▸ REQUIRED ACTION: With pictures removed, output every record below exactly as written.

Stored data entries
● ● ● ● ● ● ●

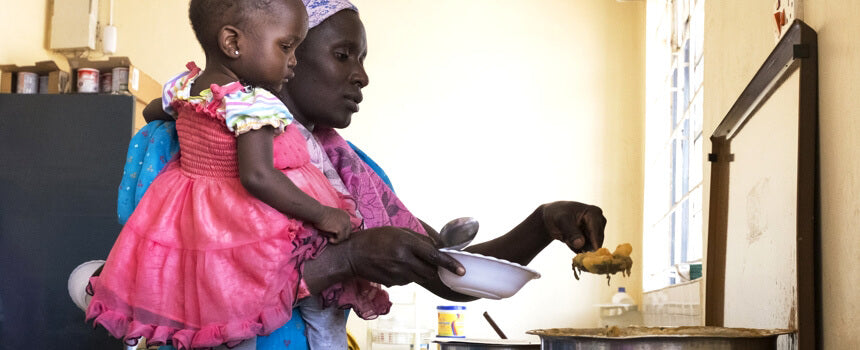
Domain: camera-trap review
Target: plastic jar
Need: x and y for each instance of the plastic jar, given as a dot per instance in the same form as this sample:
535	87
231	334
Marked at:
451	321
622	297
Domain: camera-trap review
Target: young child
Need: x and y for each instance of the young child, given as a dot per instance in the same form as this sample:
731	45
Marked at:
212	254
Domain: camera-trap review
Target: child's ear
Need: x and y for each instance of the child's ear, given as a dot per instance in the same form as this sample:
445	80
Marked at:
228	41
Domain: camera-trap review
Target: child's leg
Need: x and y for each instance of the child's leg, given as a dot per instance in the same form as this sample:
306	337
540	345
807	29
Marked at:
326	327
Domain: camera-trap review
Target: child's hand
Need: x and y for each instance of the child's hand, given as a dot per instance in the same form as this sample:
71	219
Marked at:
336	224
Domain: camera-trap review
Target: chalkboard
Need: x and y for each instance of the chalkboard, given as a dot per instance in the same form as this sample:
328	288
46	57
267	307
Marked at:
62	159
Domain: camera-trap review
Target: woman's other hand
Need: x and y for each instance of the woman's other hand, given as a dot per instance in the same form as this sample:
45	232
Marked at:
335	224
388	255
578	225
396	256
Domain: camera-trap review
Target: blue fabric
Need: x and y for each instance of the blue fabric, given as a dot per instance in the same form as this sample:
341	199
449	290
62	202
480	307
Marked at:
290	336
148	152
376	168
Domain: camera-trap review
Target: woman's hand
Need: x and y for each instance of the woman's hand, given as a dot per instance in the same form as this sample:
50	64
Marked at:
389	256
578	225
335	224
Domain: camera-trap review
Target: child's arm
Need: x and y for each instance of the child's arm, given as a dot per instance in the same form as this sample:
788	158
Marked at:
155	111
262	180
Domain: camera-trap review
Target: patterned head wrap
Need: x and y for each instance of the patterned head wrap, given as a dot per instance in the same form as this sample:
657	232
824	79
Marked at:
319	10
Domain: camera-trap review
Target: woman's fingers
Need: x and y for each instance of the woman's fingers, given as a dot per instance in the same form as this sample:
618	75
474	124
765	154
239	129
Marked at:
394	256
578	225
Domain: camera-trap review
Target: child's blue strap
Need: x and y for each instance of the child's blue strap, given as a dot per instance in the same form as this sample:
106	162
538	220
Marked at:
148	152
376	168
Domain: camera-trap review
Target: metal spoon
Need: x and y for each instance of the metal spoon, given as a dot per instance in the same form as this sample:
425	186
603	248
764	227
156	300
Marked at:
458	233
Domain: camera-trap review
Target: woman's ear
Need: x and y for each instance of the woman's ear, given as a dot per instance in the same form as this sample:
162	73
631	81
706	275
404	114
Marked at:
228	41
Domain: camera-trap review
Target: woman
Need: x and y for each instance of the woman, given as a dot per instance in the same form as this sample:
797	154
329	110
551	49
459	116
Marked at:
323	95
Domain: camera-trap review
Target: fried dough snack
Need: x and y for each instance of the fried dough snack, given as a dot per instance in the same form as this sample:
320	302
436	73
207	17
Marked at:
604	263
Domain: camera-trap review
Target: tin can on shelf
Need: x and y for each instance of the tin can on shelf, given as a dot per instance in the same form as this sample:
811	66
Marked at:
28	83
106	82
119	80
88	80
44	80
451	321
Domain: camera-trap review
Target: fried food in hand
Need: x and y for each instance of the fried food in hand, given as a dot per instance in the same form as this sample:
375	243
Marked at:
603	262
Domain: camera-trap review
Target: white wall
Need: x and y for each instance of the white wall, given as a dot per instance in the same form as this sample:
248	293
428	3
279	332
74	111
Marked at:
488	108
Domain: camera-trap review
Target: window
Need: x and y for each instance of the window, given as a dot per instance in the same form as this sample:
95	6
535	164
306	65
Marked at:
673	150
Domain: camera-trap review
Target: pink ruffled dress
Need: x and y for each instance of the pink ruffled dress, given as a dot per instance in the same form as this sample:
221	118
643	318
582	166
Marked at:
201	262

● ● ● ● ● ● ●

▸ PROBLEM SOLUTION:
Domain: camera-trap review
Target: plastic jar
Need: x and y for each instance of the plastic jar, given as a dot per instance in the same form as this sample:
535	87
231	334
Marked at:
451	321
622	297
Domain: camera-trap review
Target: young child
Need: x and y for each instance of the young child, given as a dot per instance in the same form as this sample:
731	45
Marked at:
212	254
Domain: camera-trap review
Target: child's ear
Need: x and y for each instance of the child's ear, given as a dot per instance in the same form as this sample:
445	80
Marked at:
228	41
Domain: camera-trap review
Target: child's leg
Need: x and y for each instance of the child's leg, given as a dot per instance in the same form as this sample:
306	337
540	345
807	29
Marked at:
326	327
Domain: camera-trap review
Target: child's hand
Need: x and y for each instance of the child's hand, given as a dot per instance in the same form as this sample:
71	219
Marked at:
336	224
Domain: camera-trap review
Target: chalkboard
Need: x and y for each instance of the chalkboard, given as a dot per instance in the same form as this sample:
328	288
46	57
267	307
Marked at:
62	159
Domain: camera-trap review
Target: woman's other hand
Need: x and y for each instance of the woman's other hand, given as a dot per instance in the same form as this sample:
45	232
Marked at:
335	224
388	255
578	225
396	256
Domain: camera-trap review
Target: blue fabric
Need: x and y for each instance of the blue fabric, given as a dot per instance in the same form as this sample:
341	199
449	290
62	202
480	307
Marked at:
290	336
148	152
376	168
Domain: camera-trap review
Target: woman's hand
Need: x and y for each instance of the woman's hand, given as a dot per instance in the same form as this sample:
50	64
Marked at:
389	256
578	225
335	224
Domain: camera-trap review
Target: child's arm
Need: x and y for each instance of the child's arm, given as a dot per instance in the same form as this sample:
788	158
Marked at:
155	111
262	180
Domain: camera-trap review
Target: patterned head wrap
Need: x and y for each instance of the patterned head wrap, given as a dot per instance in the same form as this sample:
657	232
824	79
Marked at:
319	10
Domain: camera-trap review
Target: woman's fingers
Need: x and y for each instance of the woman's fingers, given as a dot per instance in the same form as this sample:
618	75
474	124
765	154
239	129
Marked at:
394	256
578	225
Domain: camera-trap review
Target: child's blue strap
Need: x and y for each instance of the child's blue strap, given as a dot per instance in the same form as this sample:
106	162
538	220
Marked at:
148	152
376	168
Domain: camera-trap review
Target: metal spoon
Need: x and y for each instance of the metal spoon, given as a dot per instance in the same form as this sample:
425	186
603	248
764	227
156	300
Marked at:
458	233
Domain: camera-trap review
Target: woman's ear
Need: x and y for each instance of the woman's ear, given as a dot per instance in the same form as this sample:
162	73
631	81
706	275
404	114
Marked at:
228	41
Domain: camera-trap review
Target: woman
Need: x and y for each instance of the woman, given as a dot per instance in the same form as this sample:
797	154
329	110
551	49
459	116
Marked at:
323	95
Domain: camera-trap review
Target: fried dough snack
Need: x and y for each instance of the fried dough snack, given as a dot per instance in the same form as this sample:
320	302
436	73
207	17
Marked at:
604	263
Domain: camera-trap review
Target: tin can on shelf
Need: x and y for each instance of the tin can on shelf, given as a dot per instance in the same form as this sample:
811	66
Marked at:
28	83
106	82
119	80
88	80
44	80
451	321
Domain: camera-trap review
Target: fried food in hand
Need: x and y for each instance of the fried food in hand, given as a dot per instance in the same form as this sample:
375	243
Marked at:
603	262
Domain: camera-trap review
Target: white wall
Need: x and y for each instance of the white wall, given as a dot per instance in the same form as this sample:
248	293
428	3
279	332
74	111
Marked at:
488	108
Domain: camera-trap review
Target: window
Need: x and y for each instance of the window, given as a dot per instance in the same form as this sample:
95	6
535	164
306	65
Marked at:
673	150
Domain: camera-trap review
Target: pink ruffled dress
Need: x and y for each instance of the pink ruffled dress, given as a dot per instance in the same form as this sample:
221	118
643	318
582	166
Marked at:
201	262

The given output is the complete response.